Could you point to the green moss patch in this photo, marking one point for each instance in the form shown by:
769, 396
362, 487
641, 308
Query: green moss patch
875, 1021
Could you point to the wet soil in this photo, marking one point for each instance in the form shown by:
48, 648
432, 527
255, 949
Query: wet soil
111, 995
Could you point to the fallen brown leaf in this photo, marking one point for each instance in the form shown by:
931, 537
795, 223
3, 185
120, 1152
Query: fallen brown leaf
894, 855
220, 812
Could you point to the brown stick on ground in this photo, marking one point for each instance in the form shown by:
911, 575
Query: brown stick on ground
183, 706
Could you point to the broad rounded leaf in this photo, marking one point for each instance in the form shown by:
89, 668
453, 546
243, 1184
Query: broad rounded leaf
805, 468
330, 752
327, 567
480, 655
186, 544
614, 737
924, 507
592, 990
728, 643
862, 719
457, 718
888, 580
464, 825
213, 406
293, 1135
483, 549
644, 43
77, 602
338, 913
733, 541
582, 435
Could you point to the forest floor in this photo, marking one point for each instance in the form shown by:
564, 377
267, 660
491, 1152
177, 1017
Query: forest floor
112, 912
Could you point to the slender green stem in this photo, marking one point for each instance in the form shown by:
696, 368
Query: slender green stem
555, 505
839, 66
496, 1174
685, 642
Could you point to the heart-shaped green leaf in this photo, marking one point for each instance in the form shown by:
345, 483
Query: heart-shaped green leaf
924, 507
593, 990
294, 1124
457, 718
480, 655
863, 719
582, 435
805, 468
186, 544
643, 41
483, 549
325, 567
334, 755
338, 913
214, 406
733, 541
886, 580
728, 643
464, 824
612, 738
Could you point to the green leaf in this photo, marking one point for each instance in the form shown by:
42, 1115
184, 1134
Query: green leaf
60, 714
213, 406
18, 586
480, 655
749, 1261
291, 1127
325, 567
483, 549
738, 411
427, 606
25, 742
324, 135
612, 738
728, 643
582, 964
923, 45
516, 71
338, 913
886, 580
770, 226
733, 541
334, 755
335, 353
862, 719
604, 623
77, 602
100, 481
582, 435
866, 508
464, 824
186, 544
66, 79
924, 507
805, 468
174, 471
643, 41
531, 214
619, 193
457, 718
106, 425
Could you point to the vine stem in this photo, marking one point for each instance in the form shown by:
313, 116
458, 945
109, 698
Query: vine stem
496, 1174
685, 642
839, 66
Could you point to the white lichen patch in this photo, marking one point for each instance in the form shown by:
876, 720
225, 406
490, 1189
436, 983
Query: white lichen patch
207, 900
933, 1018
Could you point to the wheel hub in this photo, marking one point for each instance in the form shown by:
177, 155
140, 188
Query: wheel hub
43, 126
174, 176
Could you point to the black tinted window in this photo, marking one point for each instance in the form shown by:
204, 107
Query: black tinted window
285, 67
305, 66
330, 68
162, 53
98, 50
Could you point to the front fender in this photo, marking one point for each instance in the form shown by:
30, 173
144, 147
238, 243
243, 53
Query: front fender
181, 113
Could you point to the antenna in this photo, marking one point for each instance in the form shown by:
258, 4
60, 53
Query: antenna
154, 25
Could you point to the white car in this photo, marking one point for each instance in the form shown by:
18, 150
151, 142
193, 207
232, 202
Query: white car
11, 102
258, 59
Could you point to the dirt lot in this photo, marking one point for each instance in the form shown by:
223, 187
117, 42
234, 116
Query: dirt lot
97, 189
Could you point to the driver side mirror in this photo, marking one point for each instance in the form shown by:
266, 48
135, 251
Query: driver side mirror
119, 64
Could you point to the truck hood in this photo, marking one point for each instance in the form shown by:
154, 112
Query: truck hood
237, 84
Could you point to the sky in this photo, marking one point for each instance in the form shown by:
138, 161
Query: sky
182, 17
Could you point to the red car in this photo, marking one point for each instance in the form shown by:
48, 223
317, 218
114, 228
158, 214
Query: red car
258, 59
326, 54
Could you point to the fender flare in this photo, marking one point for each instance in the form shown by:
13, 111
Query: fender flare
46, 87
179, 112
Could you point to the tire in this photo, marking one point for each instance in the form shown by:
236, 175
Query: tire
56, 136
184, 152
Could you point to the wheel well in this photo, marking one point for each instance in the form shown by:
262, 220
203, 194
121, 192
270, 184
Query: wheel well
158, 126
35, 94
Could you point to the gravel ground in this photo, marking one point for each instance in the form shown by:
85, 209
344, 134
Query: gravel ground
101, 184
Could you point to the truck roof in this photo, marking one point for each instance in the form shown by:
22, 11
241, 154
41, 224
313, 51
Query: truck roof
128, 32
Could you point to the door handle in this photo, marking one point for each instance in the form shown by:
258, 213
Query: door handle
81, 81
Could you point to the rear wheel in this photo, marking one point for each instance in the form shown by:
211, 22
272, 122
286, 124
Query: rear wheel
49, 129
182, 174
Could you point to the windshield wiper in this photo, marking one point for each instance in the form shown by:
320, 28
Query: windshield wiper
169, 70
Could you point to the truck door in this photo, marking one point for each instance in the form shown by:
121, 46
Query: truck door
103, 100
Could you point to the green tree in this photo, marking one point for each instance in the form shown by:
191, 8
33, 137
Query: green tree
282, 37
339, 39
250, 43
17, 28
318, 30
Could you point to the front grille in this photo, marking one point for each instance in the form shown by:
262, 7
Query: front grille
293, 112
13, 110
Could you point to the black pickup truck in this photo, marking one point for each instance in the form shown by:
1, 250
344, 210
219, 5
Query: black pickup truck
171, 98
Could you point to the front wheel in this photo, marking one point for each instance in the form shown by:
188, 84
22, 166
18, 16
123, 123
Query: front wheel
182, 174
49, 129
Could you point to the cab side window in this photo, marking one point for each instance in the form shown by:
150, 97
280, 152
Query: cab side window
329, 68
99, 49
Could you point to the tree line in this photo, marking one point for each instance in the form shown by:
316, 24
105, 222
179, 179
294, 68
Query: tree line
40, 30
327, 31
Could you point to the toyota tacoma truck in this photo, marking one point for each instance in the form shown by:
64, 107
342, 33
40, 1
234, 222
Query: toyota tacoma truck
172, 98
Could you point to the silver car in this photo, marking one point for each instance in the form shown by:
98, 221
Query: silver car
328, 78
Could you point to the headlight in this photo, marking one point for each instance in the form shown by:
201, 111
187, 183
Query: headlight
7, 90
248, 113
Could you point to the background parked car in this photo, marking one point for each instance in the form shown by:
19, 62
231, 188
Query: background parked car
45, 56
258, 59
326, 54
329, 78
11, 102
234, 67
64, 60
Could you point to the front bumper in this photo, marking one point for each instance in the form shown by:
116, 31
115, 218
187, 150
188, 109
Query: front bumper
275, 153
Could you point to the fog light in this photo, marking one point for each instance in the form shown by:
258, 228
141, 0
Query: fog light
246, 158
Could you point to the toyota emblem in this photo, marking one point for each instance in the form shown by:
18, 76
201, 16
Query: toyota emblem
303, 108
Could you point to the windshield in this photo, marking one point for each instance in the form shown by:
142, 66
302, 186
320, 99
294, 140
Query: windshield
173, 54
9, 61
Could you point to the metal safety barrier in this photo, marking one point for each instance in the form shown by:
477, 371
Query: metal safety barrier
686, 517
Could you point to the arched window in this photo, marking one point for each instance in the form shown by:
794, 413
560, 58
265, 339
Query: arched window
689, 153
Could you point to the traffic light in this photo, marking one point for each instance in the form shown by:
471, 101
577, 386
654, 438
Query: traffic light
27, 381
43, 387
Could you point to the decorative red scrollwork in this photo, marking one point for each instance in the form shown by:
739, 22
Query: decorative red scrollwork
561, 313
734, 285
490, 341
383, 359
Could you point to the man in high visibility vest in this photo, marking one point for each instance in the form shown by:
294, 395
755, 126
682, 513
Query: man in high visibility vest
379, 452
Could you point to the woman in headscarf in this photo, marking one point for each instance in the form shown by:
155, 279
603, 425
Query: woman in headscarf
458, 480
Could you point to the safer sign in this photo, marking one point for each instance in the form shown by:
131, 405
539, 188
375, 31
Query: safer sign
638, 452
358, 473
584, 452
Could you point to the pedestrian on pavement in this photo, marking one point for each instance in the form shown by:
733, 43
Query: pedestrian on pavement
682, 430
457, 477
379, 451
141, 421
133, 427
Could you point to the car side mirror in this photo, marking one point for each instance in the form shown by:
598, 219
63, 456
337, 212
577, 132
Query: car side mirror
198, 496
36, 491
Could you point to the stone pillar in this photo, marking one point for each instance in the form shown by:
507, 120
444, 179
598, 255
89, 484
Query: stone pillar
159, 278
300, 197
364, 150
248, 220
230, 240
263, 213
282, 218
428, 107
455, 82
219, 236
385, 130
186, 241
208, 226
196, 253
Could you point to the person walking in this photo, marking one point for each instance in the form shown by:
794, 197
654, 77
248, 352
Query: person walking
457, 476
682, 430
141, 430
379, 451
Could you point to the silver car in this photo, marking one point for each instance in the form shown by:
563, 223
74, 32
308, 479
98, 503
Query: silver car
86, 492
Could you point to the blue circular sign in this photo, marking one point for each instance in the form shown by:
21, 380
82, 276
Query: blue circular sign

* [What the exercise asks]: Across all the lines of the data, count those that include the word "circular" and reply with that number only.

* [Result for this task]: 2